── Given passage
0x603 Array started rebuilding the RAID 5, RAID 3, RAID 1, or RAID 1/0 LUN to which the disk module belongs, or the disk module is a hot spare.
0x604 Array has finished rebuilding a RAID 5, RAID 3, RAID 1, or RAID 1/0 LUN.
0x606 Unit shutdown for trespass. The SP has shut down the LUN containing this drive module at the request of the peer SP because of a trespass operation.
0x607 Unit shutdown for change bind. The SP has shut down the LUN containing this drive to change the unit's operating parameters. This error appears only if the SP is operating in Target Addressing Mode.
0x608 Specified drive module is powered up and ready for binding or registering the LUN to which it belongs.
0x609 Disk module is being formatted as required to operate as an SP disk.
0x610 Disk module could not be physically formatted, and thus cannot be used in the array. Make sure the disk module is a valid model. If the model is valid, then consult your service provider for recovery steps.
0x611 The specified PROM revision was loaded into the SP as the SP powered up. The SP SCSI ID is in the extended status of the field. Logged at each SP preppy.
0x613 CRU equalize started. The SP has started a rebuild/equalize operation.
0x614 CRU equalize completed. The SP has completed a rebuild/equalize operation.
0x615 CRU equalize aborted. The SP has aborted a rebuild/equalize operation. 66Bh Single bit error detected. The SP has detected a recoverable single bit error.
0x616 Licensed Internal Code (Flare) revision installed. The revision information is in the extended status. Logged once after a new revision of LIC is installed.
0x617 Disk module controller code installed. The disk module controller code shown in the extended status was installed on this drive. The revision information is the ASCII value of each digit; for example, 0123 displays as 0x30313233.
0x621 Array has begun the background checkpoint verification of the accuracy and completeness of the disk module parity check data. This message may appear after you replace an SP or transfer control of Guns from one SP to another.
0x622 Array has completed background checkpoint verification of the accuracy and completeness of the parity check data in a RAID 5, RAID 3, RAID 1/0 or RAID 1 LUN.
0x623 Fan pack disable/door open. The SP in the array has detected that the fan module is open or has been disconnected. The array will shut down if the fan module is not operational within 2 minutes.
0x624 Fan pack enable/door close. The SP in the array has detected that the fan module is now closed or has been reconnected.
0x630 Array has detected that a fan module has been installed or replaced.
0x631 Array has detected that a VSC has been installed or replaced.
0x632 An ac box has been installed.
0x633 Array has detected an increase in a fan's speed, perhaps because the temperature rose or another fan failed.
0x634 Speed of a fan has returned to normal.
0x635 Logical sector data error. The array has detected a data inconsistency in a disk sector.
0x636 SPS or BBU was removed from the array.
0x637 SPS or BBU is recharging.
0x638 SPS or BBU has become ready.
0x639 Array cache has become ready.
0x640 Array has finished reconstructing the disk mirror.
0x641 Background rebuild operation has aborted before it was complete.
────
── Data lines
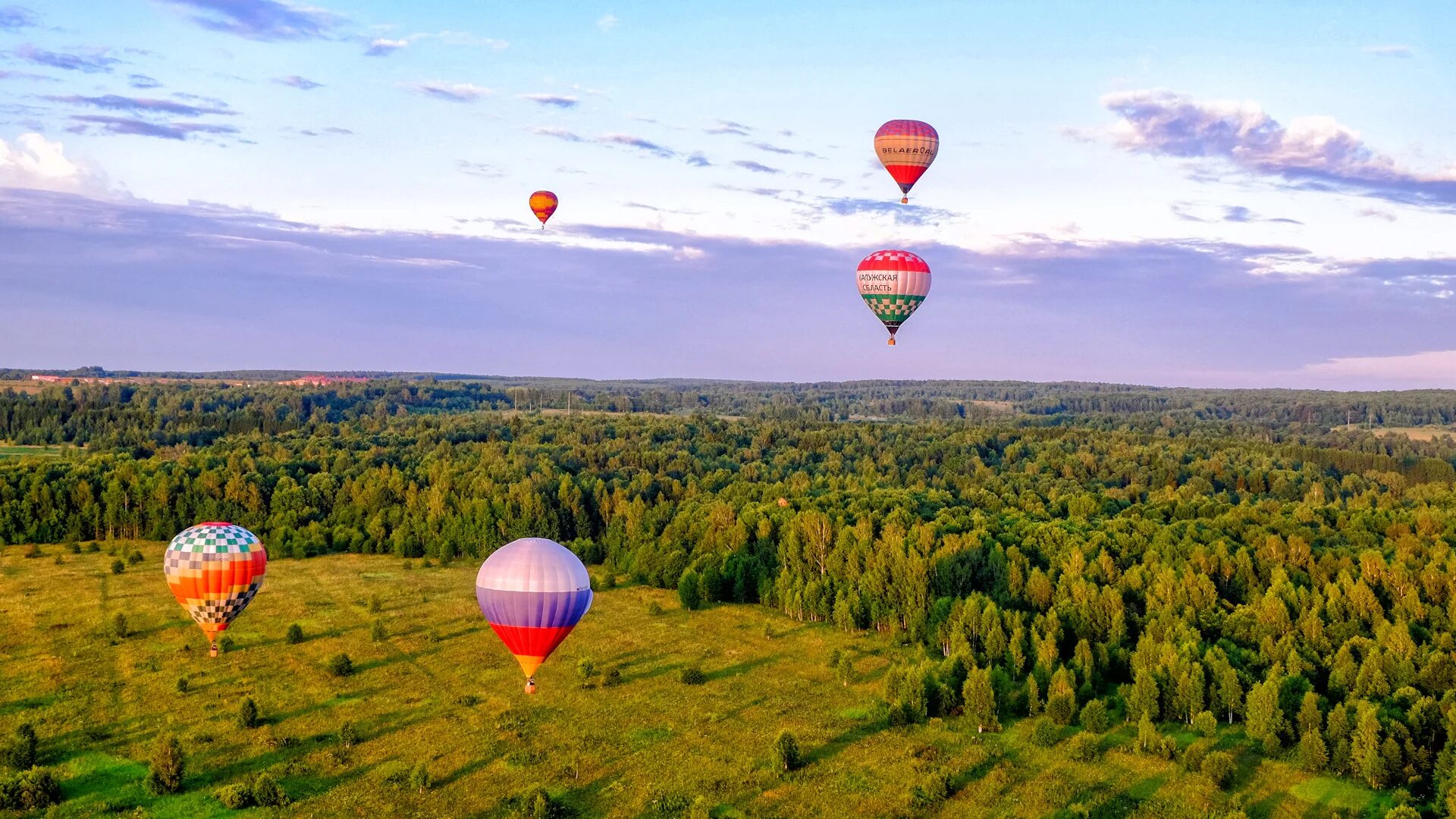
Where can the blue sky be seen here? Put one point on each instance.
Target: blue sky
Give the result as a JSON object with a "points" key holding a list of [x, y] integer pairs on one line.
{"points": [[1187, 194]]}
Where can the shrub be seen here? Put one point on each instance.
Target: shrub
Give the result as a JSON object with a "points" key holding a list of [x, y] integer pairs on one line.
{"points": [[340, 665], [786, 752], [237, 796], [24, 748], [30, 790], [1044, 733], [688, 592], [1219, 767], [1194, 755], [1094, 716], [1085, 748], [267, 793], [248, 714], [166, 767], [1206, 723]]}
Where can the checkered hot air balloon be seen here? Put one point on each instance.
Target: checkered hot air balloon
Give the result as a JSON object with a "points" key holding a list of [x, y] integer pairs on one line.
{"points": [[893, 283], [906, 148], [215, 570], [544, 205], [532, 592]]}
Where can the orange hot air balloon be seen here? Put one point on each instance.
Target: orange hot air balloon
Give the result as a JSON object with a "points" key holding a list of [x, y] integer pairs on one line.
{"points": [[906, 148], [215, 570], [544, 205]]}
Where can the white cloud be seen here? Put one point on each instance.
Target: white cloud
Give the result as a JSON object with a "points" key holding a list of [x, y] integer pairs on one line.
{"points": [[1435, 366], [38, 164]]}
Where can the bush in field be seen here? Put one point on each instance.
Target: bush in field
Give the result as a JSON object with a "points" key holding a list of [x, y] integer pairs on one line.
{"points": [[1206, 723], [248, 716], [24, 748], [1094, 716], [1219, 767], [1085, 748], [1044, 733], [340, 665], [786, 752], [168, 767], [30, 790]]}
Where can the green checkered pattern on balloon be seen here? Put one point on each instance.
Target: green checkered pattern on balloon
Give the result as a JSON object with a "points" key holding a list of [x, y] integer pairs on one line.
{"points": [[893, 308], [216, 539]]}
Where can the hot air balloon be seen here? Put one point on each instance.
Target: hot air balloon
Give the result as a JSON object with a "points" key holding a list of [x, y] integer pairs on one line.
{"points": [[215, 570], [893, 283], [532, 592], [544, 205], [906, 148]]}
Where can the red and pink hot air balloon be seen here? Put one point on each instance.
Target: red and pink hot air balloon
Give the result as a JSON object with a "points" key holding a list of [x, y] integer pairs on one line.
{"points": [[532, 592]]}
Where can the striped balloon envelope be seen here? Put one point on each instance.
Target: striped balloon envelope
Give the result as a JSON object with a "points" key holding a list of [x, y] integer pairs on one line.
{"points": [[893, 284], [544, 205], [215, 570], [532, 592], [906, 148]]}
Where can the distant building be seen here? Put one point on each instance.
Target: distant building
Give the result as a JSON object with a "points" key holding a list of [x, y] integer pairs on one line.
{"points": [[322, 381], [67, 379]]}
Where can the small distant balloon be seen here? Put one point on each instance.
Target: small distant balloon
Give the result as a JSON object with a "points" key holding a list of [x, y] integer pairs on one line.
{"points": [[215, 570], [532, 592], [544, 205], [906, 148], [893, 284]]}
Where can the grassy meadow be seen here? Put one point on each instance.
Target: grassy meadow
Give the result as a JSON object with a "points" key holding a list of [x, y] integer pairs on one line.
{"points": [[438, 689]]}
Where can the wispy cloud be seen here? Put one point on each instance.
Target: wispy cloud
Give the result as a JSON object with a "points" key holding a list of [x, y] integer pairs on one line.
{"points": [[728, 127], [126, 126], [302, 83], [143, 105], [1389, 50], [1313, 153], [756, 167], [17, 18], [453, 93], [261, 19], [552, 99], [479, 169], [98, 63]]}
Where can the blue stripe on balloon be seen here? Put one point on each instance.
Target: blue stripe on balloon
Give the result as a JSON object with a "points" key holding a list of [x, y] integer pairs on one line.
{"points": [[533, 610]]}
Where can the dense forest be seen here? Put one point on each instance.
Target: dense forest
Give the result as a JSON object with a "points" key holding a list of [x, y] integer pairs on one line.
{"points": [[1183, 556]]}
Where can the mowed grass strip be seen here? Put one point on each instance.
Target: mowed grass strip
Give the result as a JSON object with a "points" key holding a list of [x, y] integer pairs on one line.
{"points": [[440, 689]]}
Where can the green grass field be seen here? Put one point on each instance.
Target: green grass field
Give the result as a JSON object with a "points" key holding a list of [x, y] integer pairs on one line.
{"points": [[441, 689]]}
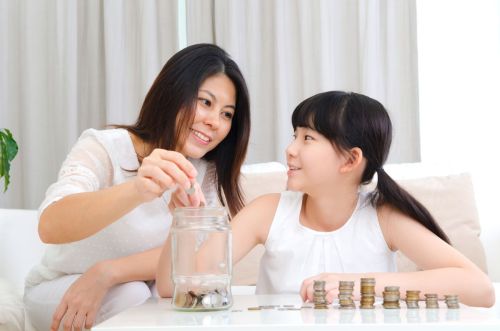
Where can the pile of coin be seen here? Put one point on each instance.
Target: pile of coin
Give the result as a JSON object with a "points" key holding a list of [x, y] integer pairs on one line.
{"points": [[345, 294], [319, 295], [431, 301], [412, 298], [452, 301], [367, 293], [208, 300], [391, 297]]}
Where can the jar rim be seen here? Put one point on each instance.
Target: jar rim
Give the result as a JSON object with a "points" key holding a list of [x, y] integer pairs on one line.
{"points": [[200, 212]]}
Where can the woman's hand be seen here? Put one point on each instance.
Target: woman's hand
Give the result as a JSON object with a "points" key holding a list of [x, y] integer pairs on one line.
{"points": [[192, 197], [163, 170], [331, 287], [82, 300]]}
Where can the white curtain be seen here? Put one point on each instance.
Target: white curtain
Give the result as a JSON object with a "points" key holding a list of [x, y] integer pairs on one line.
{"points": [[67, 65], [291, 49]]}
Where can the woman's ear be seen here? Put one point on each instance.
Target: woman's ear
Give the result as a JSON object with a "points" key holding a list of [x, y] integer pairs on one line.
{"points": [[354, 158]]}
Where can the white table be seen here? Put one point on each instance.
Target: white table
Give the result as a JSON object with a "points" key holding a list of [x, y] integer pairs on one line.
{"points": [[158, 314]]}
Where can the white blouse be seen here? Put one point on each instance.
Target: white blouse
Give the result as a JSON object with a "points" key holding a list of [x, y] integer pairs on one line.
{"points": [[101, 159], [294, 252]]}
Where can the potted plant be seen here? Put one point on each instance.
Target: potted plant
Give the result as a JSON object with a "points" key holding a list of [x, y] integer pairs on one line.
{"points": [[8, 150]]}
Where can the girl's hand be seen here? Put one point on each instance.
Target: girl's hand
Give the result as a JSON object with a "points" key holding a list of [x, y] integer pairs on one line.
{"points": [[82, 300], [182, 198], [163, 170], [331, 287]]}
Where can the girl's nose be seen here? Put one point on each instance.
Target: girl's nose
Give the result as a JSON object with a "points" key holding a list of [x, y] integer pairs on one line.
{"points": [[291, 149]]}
────
Goals:
1 > Answer these about the event code list:
(a) Within how many minutes must the fan module become operational to keep the array from shutting down?
(b) Which code indicates that the array cache has become ready?
(c) According to code 0x617, how does the revision 0123 display?
2 > Swap "girl's" for "child's" in the listing, starting at the line that contains "Where can the potted" and ending at the listing's last line, and give back only those lines.
The event code list and the listing are unrelated to each other.

Exercise results:
1 >
(a) 2 minutes
(b) 0x639
(c) 0x30313233

2 >
Where can the potted plant be seen here? Put one point on each instance.
Target: potted plant
Give the result as a JSON object with a "points" key holding a list of [x, y] integer pairs on one line.
{"points": [[8, 150]]}
Where can the child's hand be seen here? Put one point on each instance.
Target: child's hand
Give the result as a JSON object with a "points" key holding a list of [x, y] integer pairs on one line.
{"points": [[82, 300], [182, 198], [163, 170], [331, 287]]}
Where can the child's nose be seen here? Put one point on each instance.
Target: child's nose
Give the result as a JSON object with a "points" key holding a list of [x, y] integer pairs on one line.
{"points": [[291, 149]]}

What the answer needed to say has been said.